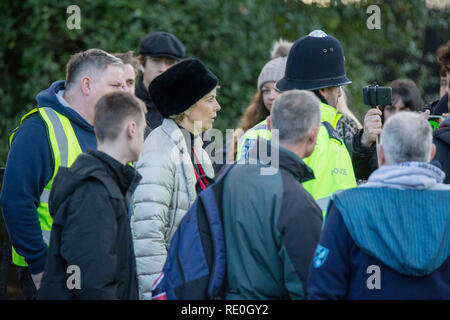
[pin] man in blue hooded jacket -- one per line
(50, 135)
(389, 239)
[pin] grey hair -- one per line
(294, 114)
(406, 137)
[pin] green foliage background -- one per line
(233, 38)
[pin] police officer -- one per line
(158, 52)
(316, 63)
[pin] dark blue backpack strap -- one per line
(212, 203)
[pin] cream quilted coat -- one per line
(165, 193)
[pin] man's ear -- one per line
(131, 129)
(313, 135)
(324, 93)
(380, 155)
(86, 85)
(433, 151)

- - - - -

• [TASK STATEMENT]: Only the pictures are dropped. Otherwise, write out the listing exactly.

• [TASK ANSWER]:
[pin] man in blue hooded jacket -- one per line
(50, 135)
(389, 239)
[pin] grey hair -- one per line
(294, 114)
(406, 137)
[pin] green foliage background -- one per line
(233, 38)
[pin] police officer -- one per line
(158, 52)
(316, 63)
[pin] dark blue backpack strap -- one per line
(212, 203)
[pin] cream quilted coat -- one per line
(165, 193)
[pin] man's ear -- one per line
(131, 129)
(313, 135)
(324, 93)
(380, 155)
(86, 85)
(433, 151)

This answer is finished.